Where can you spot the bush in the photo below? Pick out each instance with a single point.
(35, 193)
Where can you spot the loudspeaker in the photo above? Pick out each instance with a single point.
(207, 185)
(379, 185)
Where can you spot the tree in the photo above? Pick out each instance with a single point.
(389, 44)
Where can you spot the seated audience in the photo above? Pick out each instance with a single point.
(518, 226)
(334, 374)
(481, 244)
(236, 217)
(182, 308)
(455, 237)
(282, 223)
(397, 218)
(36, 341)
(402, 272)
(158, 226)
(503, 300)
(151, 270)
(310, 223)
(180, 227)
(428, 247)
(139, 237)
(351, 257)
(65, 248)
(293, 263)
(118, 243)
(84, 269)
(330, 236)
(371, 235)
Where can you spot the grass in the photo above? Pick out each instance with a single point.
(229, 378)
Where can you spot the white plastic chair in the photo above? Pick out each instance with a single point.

--

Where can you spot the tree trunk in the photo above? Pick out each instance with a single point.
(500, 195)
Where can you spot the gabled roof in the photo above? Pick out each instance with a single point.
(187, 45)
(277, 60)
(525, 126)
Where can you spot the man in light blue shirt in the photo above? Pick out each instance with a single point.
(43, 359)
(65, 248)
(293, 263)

Exercise: Pick out each line in the listing above that contains the string "tree".

Expected answer:
Where can you spot the tree in the photo above? Pick out each instance with a single point.
Where can you spot the tree trunk in the photo above? Pick out each instance with a single point.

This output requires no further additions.